-- BEGIN --
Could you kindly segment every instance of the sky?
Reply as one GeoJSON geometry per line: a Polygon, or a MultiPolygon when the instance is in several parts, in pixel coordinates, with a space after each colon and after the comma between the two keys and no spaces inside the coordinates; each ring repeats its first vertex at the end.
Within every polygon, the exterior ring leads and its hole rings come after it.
-- END --
-- BEGIN --
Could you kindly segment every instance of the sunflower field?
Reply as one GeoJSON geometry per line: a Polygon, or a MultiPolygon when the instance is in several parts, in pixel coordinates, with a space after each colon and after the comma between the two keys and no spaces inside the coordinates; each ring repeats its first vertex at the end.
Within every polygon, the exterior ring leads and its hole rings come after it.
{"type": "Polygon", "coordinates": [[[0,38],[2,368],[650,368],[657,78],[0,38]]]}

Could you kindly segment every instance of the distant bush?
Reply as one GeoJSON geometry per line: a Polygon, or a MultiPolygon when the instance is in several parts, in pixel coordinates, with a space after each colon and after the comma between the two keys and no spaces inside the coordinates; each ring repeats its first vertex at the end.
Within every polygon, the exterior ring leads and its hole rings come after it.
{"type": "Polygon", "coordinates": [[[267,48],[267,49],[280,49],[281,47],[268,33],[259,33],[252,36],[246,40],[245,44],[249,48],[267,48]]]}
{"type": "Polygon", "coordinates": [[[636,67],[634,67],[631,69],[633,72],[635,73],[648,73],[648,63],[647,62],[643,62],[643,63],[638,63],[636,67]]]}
-- END --
_What you will do_:
Pull out every line of the data above that contains the string "segment", matching case exactly.

_Solution to the exercise_:
Could you kindly segment every instance of the sky?
Could you kindly segment every instance of the sunflower field?
Could you kindly segment every instance of the distant bush?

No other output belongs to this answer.